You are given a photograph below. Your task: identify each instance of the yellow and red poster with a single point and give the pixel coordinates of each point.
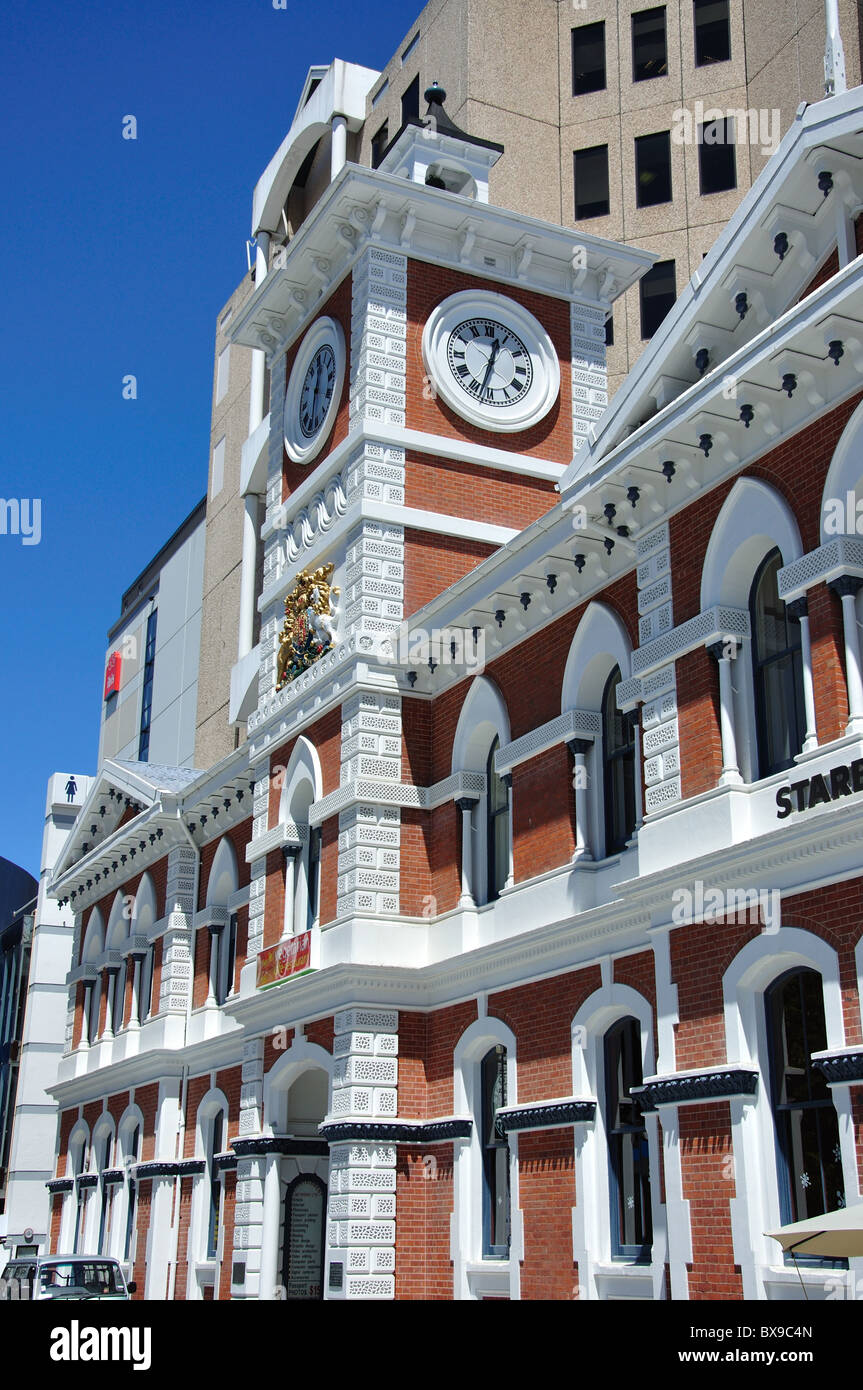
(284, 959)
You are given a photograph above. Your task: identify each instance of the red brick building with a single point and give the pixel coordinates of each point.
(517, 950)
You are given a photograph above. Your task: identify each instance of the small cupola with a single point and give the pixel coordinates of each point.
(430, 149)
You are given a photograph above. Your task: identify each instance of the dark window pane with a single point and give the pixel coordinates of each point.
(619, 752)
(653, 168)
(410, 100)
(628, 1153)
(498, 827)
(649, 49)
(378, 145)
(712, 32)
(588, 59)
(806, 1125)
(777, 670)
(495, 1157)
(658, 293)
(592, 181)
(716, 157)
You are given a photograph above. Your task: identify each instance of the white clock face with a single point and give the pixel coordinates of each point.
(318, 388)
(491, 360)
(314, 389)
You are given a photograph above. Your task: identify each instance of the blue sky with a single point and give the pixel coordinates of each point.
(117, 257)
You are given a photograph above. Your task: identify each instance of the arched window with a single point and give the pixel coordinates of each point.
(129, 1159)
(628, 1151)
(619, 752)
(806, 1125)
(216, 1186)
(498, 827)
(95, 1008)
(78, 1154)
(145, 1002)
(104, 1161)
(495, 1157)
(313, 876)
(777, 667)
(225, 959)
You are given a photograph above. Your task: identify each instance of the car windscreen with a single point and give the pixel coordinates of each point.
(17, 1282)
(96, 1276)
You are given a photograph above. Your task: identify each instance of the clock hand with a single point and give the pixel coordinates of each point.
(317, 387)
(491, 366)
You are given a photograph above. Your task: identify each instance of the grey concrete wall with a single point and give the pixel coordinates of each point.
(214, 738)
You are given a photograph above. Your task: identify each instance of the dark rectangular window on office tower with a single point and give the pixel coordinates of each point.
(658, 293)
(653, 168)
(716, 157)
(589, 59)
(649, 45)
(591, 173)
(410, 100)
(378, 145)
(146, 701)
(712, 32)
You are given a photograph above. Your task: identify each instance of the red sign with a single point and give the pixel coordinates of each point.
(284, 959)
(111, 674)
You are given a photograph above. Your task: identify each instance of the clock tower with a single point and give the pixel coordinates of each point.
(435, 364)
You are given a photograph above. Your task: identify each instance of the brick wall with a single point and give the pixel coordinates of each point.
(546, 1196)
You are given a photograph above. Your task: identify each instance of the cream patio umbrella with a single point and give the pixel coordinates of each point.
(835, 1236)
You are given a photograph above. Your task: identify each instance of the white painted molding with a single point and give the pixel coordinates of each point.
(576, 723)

==

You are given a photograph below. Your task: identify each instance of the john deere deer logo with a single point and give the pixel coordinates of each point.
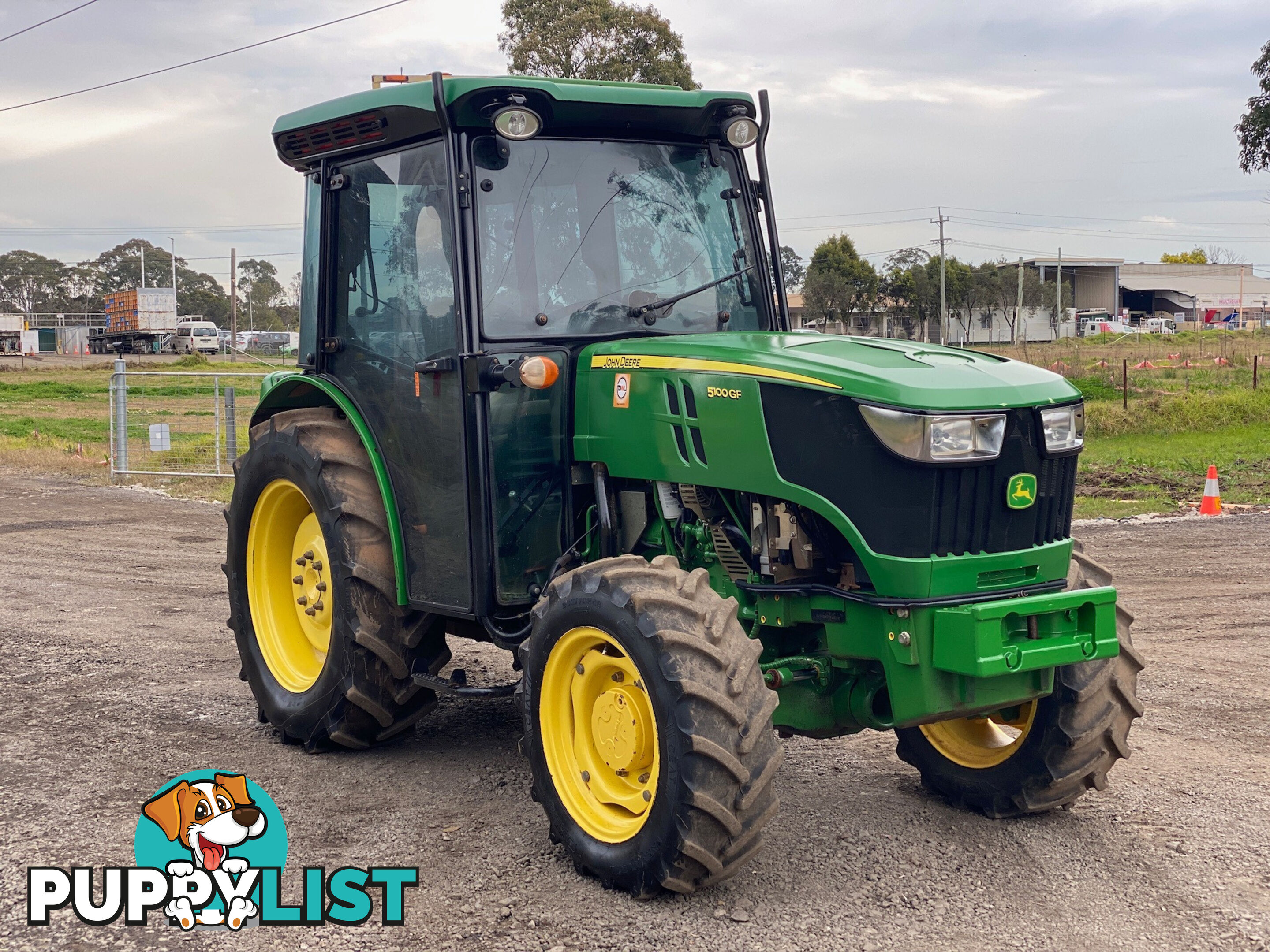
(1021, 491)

...

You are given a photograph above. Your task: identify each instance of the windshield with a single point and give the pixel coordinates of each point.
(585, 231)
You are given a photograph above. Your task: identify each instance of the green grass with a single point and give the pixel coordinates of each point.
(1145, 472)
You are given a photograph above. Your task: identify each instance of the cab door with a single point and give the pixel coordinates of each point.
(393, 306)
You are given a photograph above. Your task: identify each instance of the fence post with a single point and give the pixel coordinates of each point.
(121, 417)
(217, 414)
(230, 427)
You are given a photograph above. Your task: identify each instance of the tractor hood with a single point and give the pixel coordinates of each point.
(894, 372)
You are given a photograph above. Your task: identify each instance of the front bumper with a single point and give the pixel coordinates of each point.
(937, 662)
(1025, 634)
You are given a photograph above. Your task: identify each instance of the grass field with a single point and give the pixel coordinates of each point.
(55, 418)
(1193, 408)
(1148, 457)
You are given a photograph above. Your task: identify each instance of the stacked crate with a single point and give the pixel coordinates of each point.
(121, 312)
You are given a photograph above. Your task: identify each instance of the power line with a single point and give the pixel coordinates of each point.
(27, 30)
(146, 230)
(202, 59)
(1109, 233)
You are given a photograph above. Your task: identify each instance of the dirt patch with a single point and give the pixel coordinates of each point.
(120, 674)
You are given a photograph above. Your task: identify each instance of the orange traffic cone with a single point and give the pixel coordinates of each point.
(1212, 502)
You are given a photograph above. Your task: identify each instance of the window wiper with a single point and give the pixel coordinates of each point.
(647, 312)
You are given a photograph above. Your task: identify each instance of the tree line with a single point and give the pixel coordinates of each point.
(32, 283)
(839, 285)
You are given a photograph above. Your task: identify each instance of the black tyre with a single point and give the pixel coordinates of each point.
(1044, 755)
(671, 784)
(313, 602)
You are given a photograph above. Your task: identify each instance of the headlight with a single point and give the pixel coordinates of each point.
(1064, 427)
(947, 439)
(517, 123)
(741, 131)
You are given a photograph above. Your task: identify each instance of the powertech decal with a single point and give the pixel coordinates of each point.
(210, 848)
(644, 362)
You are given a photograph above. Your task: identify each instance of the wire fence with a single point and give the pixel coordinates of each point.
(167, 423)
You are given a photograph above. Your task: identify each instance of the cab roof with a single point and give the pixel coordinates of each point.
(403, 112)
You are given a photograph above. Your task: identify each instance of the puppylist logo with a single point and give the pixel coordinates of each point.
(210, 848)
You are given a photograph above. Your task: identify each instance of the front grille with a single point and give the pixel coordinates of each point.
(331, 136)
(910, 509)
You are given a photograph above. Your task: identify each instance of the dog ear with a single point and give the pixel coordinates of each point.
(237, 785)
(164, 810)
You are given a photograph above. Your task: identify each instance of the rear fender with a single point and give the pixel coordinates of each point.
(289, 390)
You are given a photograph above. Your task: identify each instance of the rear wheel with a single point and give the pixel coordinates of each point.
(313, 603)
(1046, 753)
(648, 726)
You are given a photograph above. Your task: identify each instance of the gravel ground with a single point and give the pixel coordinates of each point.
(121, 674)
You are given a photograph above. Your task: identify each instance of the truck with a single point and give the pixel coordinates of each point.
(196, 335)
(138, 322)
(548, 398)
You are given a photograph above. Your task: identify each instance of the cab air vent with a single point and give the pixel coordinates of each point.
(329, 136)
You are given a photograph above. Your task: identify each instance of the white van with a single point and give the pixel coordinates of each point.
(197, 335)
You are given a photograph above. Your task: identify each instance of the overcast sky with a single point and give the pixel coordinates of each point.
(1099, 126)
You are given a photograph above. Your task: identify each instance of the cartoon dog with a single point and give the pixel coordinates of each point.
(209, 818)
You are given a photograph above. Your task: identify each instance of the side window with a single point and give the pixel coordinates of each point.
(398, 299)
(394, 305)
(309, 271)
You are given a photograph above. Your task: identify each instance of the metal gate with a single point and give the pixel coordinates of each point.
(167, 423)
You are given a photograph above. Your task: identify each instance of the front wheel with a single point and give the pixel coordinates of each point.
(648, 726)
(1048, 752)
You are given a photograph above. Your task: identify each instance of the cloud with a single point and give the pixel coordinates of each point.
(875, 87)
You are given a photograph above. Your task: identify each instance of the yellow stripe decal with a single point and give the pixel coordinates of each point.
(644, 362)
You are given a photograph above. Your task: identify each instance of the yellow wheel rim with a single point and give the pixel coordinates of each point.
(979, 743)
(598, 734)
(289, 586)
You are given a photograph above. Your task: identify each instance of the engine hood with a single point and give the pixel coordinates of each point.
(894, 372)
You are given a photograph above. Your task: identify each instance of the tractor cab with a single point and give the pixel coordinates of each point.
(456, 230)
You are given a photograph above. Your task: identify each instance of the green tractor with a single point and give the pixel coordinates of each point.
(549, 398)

- _Exercise details_
Pick out every line in the records above that contains the string "green" and copy each of those lines. Only matches with the same capitalization count.

- _The solution_
You are given a photograph above. Your task: identify each instance of the green grass with a single point and give the pixel coordinates of each point.
You are given a photograph above. Your task: identify each instance of the green tractor with a single point and give the pixel coordinates of each point.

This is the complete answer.